:: PASSAGE TO READ ::

A Linear Mixed Models, noted in standard matrix notation, can be written as y = Xb + Zg + e, where y is the column vector of observations, X and Z are design matrices assigning fixed (b), respectively, random (g) effects to observations, and e is the column vector of residual errors.

Here, simulation is performed incorporating the variance-covariance matrix V = ZGZ'+R of observations y. There are two types of random variates in a mixed model, random effects g and residual errors e. These follow a multivariate normal distribution with expectation zero and covariance matrices G and R. See the 1st reference for a detailed description of the properties. Following Schuetzenmeister and Piepho (2012), a Cholesky decomposition V = CC' is applied to V, yielding the upper triangular matrix C, which can be used to simulate a new set of observations y_sim = Cz, where z is a vector of independent standard normal deviates of the same size as y. Actually, y_sim = C'z is used here, because the Cholesky decomposition in R is defined as V=C'C. For each simulated dataset, random variates of interest ('term') are extracted, possibly transformed ('mode') and stored in ordered form (order statistics) in a N x n matrix, N being the number of simulated datasets and n being the number of random variates of interest. For each column of this matrix tolerance intervals are computed iteratively untill the joint coverage is as close to but >= 100(1-alpha)/ iterations is reached. This quantile-based algorithm is exact for N --> Infinity.

:::
:: RECORD SET ::

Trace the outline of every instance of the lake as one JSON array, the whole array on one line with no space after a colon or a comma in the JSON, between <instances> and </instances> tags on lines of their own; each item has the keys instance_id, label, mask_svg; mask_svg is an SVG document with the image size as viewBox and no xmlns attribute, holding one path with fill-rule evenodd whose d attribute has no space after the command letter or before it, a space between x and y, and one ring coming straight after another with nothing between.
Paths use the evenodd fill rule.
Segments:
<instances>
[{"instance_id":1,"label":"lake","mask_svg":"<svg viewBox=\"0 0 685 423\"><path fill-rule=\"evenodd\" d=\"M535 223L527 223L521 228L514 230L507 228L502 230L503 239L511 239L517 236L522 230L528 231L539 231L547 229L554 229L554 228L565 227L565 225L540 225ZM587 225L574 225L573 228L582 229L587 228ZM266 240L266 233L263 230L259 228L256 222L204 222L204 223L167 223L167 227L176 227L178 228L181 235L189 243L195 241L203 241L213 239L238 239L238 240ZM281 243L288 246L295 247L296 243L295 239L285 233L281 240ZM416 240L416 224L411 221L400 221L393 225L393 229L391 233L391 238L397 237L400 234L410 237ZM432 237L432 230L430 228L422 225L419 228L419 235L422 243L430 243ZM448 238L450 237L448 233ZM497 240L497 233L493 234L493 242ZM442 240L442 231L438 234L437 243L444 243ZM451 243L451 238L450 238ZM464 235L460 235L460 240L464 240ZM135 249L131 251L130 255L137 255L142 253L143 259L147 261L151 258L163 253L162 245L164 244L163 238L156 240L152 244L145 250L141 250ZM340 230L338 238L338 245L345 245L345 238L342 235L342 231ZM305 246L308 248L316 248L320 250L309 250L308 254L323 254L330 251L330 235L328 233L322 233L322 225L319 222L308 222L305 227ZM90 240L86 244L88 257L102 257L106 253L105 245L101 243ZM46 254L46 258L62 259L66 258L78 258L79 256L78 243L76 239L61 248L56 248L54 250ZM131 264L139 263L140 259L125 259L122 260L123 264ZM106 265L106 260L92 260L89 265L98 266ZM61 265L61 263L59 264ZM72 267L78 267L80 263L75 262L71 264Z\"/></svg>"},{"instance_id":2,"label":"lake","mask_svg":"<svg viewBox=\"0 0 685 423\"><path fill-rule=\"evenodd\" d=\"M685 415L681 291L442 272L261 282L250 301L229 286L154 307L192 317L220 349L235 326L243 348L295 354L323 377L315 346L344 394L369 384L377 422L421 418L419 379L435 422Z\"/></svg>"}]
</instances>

:::

▸ **BRIEF 1**
Print the stretch of the mixed-model passage from "A Linear Mixed" through "of residual errors.".
▸ **BRIEF 2**
Write what comes next in the passage on simulating linear mixed models, starting right after its last sentence.
You won't need the recorded data for any of this.

▸ **ANSWER 1**
A Linear Mixed Models, noted in standard matrix notation, can be written as y = Xb + Zg + e, where y is the column vector of observations, X and Z are design matrices assigning fixed (b), respectively, random (g) effects to observations, and e is the column vector of residual errors.

▸ **ANSWER 2**
SAS-quantile definition PCTLDEF=5 is used in the fast C-implementation of the STB-algorithm (SASquantile), i.e. in case algo="C". One can compute and plot two types of plots (see argument 'type'). Simultaneous tolerance bands (STB) are helpful in assessing the general distribution of a random variate, i.e. checking for departure from the normality assumption. Outlying observations may also be detected using STB. Simultaneous tolerance intervals (STI) are taylored for identification of extreme values (possible outliers). STI are a simplification of STB, where simultaneous coverage is only required for extreme values of each simulation, i.e. an STB is constructed from the min and max values from all N simulations. This results in lower and upper bounds, which can be used in residuals plots for assessing outliers.

One can choose between 3 methods for constructing the 100(1-alpha)% STB. The fastest one is the rank-based algorithm ("rank"), which should only be applied for reasonably large number of simulations (rule of thumb: N>5000). For fewer simulations, the quantile-based algorithm is recommended. It exists in two flavours, a native R-implementation ("R") and a pure C-implementation ("C"). Both can be applied using parallel-processing (see arguments 'parallel' and 'Ncpu'). Only the R-implementation allows to specify a specific quantile-definition other than type=2 of function quantile.

Value

(stbVCA) object, a list with all information needed to create the QQ-plot with ~100(1-alpha)% STB.

Author(s)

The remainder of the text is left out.